Aim =
Emit the data below verbatim, stripping out any pictures.

Records shown =

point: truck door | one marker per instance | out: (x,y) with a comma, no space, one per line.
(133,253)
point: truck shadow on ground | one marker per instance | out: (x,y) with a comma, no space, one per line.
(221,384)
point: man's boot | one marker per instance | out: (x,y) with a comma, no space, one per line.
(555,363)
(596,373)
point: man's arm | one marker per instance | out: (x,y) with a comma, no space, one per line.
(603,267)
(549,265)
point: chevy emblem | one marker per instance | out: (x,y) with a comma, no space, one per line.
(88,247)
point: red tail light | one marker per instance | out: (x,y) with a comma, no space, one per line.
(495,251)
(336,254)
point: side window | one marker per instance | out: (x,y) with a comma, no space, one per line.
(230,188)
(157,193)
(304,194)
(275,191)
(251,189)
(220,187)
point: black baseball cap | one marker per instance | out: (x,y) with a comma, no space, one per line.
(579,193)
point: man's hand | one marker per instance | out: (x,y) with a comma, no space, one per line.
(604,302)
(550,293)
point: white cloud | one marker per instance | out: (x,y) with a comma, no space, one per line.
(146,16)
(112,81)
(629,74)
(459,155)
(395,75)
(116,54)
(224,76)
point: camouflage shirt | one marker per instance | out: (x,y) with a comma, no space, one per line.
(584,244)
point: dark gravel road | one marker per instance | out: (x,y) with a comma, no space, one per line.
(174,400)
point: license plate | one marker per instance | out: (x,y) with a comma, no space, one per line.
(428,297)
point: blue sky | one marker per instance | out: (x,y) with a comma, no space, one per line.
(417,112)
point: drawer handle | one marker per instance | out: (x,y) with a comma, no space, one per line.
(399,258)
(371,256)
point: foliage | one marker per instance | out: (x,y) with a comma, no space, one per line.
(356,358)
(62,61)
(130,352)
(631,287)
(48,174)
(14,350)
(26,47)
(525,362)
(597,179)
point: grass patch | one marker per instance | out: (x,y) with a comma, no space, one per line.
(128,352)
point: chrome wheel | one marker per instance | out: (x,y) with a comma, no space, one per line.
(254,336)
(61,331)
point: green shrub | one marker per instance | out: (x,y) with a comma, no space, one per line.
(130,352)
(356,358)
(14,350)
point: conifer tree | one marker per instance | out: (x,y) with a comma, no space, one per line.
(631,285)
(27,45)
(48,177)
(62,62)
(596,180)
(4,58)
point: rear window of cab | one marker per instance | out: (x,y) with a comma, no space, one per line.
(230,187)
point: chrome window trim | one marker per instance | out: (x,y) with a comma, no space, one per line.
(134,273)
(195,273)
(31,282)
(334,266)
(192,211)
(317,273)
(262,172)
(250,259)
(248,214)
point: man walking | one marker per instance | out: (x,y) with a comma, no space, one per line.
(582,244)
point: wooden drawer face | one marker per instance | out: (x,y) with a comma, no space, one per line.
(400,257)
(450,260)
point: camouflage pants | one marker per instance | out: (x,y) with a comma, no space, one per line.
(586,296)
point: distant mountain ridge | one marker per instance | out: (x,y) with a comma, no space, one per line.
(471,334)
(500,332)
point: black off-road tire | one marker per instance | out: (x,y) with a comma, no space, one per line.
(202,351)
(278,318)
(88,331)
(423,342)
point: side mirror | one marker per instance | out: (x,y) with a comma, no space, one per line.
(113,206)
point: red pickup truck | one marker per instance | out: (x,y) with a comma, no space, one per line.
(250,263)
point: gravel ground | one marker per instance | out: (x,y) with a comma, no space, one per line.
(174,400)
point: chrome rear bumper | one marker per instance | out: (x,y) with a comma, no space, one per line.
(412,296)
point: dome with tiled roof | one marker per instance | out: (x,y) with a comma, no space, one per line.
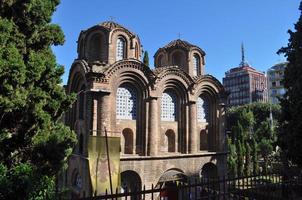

Final answer =
point: truck door | one marker per instance | out: (x,y) with a comma, no space, one per line.
(133,253)
point: truck shadow on ground | one marker per instance | out: (x,y) with a comma, no space, one per line.
(221,384)
point: man's boot | one marker per instance | out: (x,y) with a comma, no space, one per line.
(555,363)
(596,373)
point: man's arm | one marker per instance | out: (x,y) with a comma, no space, one per line.
(603,267)
(549,265)
point: chevy emblem | one marker per instance | out: (x,y) with a comma, no space, one per line.
(88,247)
point: red tail light | one marker per instance | out: (x,y) with a comma, no space, one per line.
(495,251)
(336,254)
point: side window | one marker per instance | out: (x,y) with a comma, no space, one per line.
(230,188)
(157,193)
(304,194)
(275,191)
(251,189)
(220,187)
point: black baseball cap | one marker per instance | out: (x,y) with a comma, no space, one per line.
(579,193)
point: man's hand | one marker per instance | out: (x,y) with a comma, no space, one per line.
(604,302)
(550,293)
point: white cloud | one marker per instance | out: (x,y) with a comma, no space, one per line.
(146,16)
(112,81)
(629,74)
(459,155)
(395,75)
(116,54)
(224,76)
point: camouflage shirt | one marker per instance | out: (x,y) with a comma, no space, one per line.
(584,244)
point: dark gravel road | one marker per instance | out: (x,y) with a comma, no space, one per line.
(174,400)
point: license plate | one marker per instance | out: (x,y) with a comma, no space, one per line.
(428,297)
point: blue sky | one marker per instance | out: (x,y) with a comma, no space, one per line.
(417,112)
point: drawer handle | one marker per instance | out: (x,y) with a comma, no space, one per line.
(399,258)
(371,256)
point: foliage | one marker per instance | out: (x,y) with a comma, no space, one per line.
(356,358)
(62,61)
(130,352)
(631,287)
(48,174)
(14,350)
(26,47)
(525,362)
(597,179)
point: grass patch | one marker per instance | out: (x,y) with a comma, no space, one per line.
(128,352)
point: chrome wheel | one marker per instance | out: (x,y) with a comma, no space, one per line.
(254,336)
(61,331)
point: green shrub | one marker per instance | out: (x,y) with a comma, no space, one per line.
(130,352)
(356,358)
(14,350)
point: conifer tree | one marker per instance | out: (x,y) with a comma, no space, one per line.
(631,285)
(27,45)
(48,177)
(62,62)
(596,180)
(4,58)
point: rear window of cab | one marker per instance | out: (x,y) with a comma, no space, one per line.
(230,187)
point: chrome window trim | one marker per instance | out: (x,y) with a comma, no space, one per line.
(134,273)
(195,273)
(31,282)
(334,266)
(192,211)
(317,273)
(262,172)
(250,259)
(248,214)
point: man walking | one marker per instance | out: (x,y) with a comma, no space, one per line.
(582,244)
point: wooden drawer face | one marker per instance | out: (x,y) with a comma, no space, one per line.
(400,257)
(450,260)
point: camouflage pants | one marker per instance | out: (x,y) with a comma, no space, one per line.
(586,296)
point: distant mountain ridge | one marker per instance | out: (x,y) with a comma, no space, one per line.
(471,334)
(500,332)
point: black off-road tire | one marker per instance | out: (x,y) with a comma, no space, one per line.
(202,351)
(278,318)
(88,331)
(423,342)
point: side mirror | one marker per instance | out: (x,y) with a comma, no space, one per line.
(113,206)
point: red pickup truck | one marker per instance | out: (x,y) with a comma, no space, one per line.
(250,263)
point: gravel ground | one marker per instance | out: (x,y) with a comma, no space, one per line.
(174,400)
point: chrome rear bumper | one marker per instance | out: (x,y) with a comma, no space, one per line.
(412,296)
point: dome with tiled roof | one marker per instance | out: (x,y) with a comma, no space, one per line.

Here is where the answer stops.